--- TEXTE ---
Drôle de journée au cinéma. Lorsque je me suis réveillé samedi matin, le seul plan du jour était d’aller voir le nouvel Harry Potter avec des amis à la séance de midi, histoire d’éviter la foule. J’étais loin de penser que j’allais m’embarquer pour un petit marathon de trois films qui auraient tous pour point commun d’être projetés dans une salle agitée de soubresauts qui en énerveraient plus d’un. Mais depuis que je tiens ce blog, j’arrive à prendre les désagréments avec le sourire en me disant « Au moins, ça fera un billet marrant à écrire sur l’IBC ». Samedi je me suis trouvé dans trois salles où le spectacle était autant dans la salle qu’à l’écran. Et je vais me faire un plaisir de vous raconter ce qui s’est passé.
La journée cinéma a donc commencé avec le 7ème film adapté de la saga littéraire écrite par J.K. Rowling, Harry Potter et les reliques de la mort, 1ère partie, réalisé par le même David Yates qui avait signé les deux précédents opus. Je ne suis pas un fan inconditionnel des Harry Potter, et y vais avec plaisir sans l’impatience excitée des toqués du sorcier à la cicatrice. Mais je sais bien qu’en se rendant aux nouvelles aventures d'Harry Potter en première semaine d’exploitation, on se retrouve avec une salle risquant de rassembler beaucoup d’ados. Hors en faisant fi de ce facteur, je sais que je m’expose aux spectateurs que j’abhorre le plus en ce bas monde. Il n’y a pas de pires spectateurs que ces boutonneux évoluant en meutes pour lesquelles les sorties ciné sont une occasion pour les garçons de faire les kékés devant les filles, pour les filles de s’éclater entre copines, et tant d’autres combinaisons que c’en est flippant. Pire que les vieux qui parlent ou les gamins qui posent des questions, les ados.
---
* _LA CONSIGNE_: D'après le texte sur la journée au cinéma, quel était le seul plan prévu au réveil le samedi matin ? Répondez en une phrase, s'il vous plaît.
--- LIGNES DE DONNÉES ---
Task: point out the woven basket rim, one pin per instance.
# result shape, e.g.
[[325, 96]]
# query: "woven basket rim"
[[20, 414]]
---
* _RÉSULTAT ATTENDU_: Aller voir le nouvel Harry Potter avec des amis à la séance de midi, pour éviter la foule.